**WRITTEN REQUEST:** Could you rewrite the entries below, swapping every "blue sky" for "azure sky" and leaving everything else unchanged?

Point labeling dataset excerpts
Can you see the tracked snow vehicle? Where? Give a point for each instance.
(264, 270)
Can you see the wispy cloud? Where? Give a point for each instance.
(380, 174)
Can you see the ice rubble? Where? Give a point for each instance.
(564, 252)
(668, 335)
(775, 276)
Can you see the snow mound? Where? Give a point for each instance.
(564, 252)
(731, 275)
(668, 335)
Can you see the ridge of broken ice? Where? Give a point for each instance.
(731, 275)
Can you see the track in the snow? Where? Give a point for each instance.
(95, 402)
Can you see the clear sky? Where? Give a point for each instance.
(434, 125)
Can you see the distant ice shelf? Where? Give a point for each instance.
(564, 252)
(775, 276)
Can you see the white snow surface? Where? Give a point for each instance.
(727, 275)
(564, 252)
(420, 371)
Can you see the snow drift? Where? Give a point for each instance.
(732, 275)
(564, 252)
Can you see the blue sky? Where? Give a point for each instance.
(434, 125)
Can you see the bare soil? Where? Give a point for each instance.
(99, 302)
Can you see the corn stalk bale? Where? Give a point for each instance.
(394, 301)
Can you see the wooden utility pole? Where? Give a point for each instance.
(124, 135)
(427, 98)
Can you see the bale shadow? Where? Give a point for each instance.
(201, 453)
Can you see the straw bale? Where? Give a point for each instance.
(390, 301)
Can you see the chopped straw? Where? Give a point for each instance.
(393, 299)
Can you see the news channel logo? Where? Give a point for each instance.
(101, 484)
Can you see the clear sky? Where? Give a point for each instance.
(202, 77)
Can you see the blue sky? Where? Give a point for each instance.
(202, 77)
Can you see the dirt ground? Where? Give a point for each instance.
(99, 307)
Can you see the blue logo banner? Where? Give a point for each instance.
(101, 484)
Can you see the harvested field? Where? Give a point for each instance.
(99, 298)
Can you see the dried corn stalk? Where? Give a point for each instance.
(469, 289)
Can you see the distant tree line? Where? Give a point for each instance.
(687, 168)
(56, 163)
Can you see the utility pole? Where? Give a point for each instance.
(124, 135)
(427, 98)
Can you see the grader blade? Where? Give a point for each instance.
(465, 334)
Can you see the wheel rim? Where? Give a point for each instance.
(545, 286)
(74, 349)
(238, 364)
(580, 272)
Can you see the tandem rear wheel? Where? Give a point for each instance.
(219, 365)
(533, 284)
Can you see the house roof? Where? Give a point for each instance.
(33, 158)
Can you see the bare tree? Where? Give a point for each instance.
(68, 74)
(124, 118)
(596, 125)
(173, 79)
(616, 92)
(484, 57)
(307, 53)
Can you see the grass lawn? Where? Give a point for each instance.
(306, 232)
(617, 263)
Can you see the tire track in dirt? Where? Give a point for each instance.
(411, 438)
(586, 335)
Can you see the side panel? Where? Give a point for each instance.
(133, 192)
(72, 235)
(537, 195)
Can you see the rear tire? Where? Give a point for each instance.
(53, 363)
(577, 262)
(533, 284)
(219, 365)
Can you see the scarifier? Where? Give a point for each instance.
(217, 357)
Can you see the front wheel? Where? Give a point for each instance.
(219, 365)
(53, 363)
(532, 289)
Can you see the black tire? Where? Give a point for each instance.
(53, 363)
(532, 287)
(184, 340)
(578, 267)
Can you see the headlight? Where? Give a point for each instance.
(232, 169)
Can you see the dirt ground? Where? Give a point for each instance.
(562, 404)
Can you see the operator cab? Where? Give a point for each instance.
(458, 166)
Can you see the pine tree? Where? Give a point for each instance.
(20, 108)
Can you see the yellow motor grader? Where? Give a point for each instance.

**FINISHED TASK:**
Can you see the tracked snow vehicle? Where? Give a point for each instance.
(264, 270)
Can you see the wispy cloud? Where? Give a point for each instance.
(380, 174)
Can you see the ice rubble? Where? Give a point for each instance.
(564, 252)
(668, 335)
(775, 276)
Can you see the snow mound? Where? Give a point for each instance.
(564, 252)
(731, 275)
(668, 335)
Can you see the ridge of broken ice? Where? Give a point for each instance.
(731, 275)
Can you see the track in the snow? Where? Give a point for each instance.
(95, 402)
Can you see the clear sky? Where? Give a point for each instance.
(434, 125)
Can you see the distant ice shelf? Where? Give a point for each instance.
(564, 252)
(775, 276)
Can you see the white snow surface? Where? Give a point for each instance.
(727, 275)
(564, 252)
(420, 371)
Can you see the snow drift? Where? Give a point for each instance.
(732, 275)
(564, 252)
Can you see the azure sky? Where? Give a point for each instance.
(434, 125)
Can you see the bare soil? Where? Give a point for each instance.
(99, 302)
Can you see the corn stalk bale? Where? Give a point for each instance.
(394, 301)
Can you see the wooden utility pole? Where? Give a point for each instance.
(124, 135)
(427, 98)
Can you see the bale shadow? Where? Give a point for each instance.
(201, 453)
Can you see the straw bale? Where? Give a point for each instance.
(390, 301)
Can you see the chopped straw? Where? Give a point for each instance.
(393, 299)
Can you see the news channel logo? Where? Give a point for each instance.
(101, 484)
Can you see the clear sky? Where? Give a point for each instance.
(202, 77)
Can you see the azure sky? Where? Give a point for each instance.
(202, 77)
Can you see the dirt ground? Where? Give a point for each instance.
(99, 307)
Can you see the blue logo banner? Where? Give a point for each instance.
(101, 484)
Can you see the harvested field? Where? Give a point for each instance.
(99, 298)
Can you see the dried corn stalk? Where? Give a point for each instance.
(469, 289)
Can you see the distant tree line? Where? Give a point for each instance.
(687, 168)
(56, 163)
Can you see the utility pole? Where? Give a point for each instance.
(124, 135)
(427, 98)
Can you see the grader blade? Where? Give a point for each instance.
(465, 334)
Can you see the wheel rim? Where? Give a point for each instance.
(545, 286)
(74, 349)
(238, 364)
(580, 272)
Can you see the tandem rear wheel? Where? Give a point for each instance.
(219, 365)
(533, 284)
Can you see the house roof? Where? Give a point for each instance.
(33, 158)
Can you see the bare tree? Where? Give a point for each instance.
(68, 74)
(124, 118)
(596, 125)
(173, 79)
(616, 92)
(484, 57)
(307, 53)
Can you see the grass lawn? Where? Give a point for each instance.
(306, 232)
(617, 263)
Can you see the tire track in dirt? Where? Give a point for each instance.
(411, 438)
(586, 335)
Can you see the side panel? Where? Give a point for each instance.
(133, 192)
(72, 235)
(537, 195)
Can you see the rear tire? Where? Give a point for each instance.
(53, 363)
(577, 262)
(533, 284)
(219, 365)
Can you see the scarifier? Where? Give a point for each instance.
(217, 357)
Can you see the front wheel? Where? Give a point for each instance.
(219, 365)
(53, 363)
(532, 289)
Can you see the black tire? Where? Give a point for each instance.
(53, 363)
(532, 287)
(184, 340)
(578, 267)
Can you see the headlight? Where? Give a point for each instance.
(232, 169)
Can you see the dirt ground? Where? Give a point for each instance.
(562, 404)
Can you see the operator cab? Where? Give a point for each instance.
(458, 166)
Can you see the pine tree? Where? Give a point for each instance.
(20, 108)
Can you see the yellow motor grader? Where? Give a point for each instance.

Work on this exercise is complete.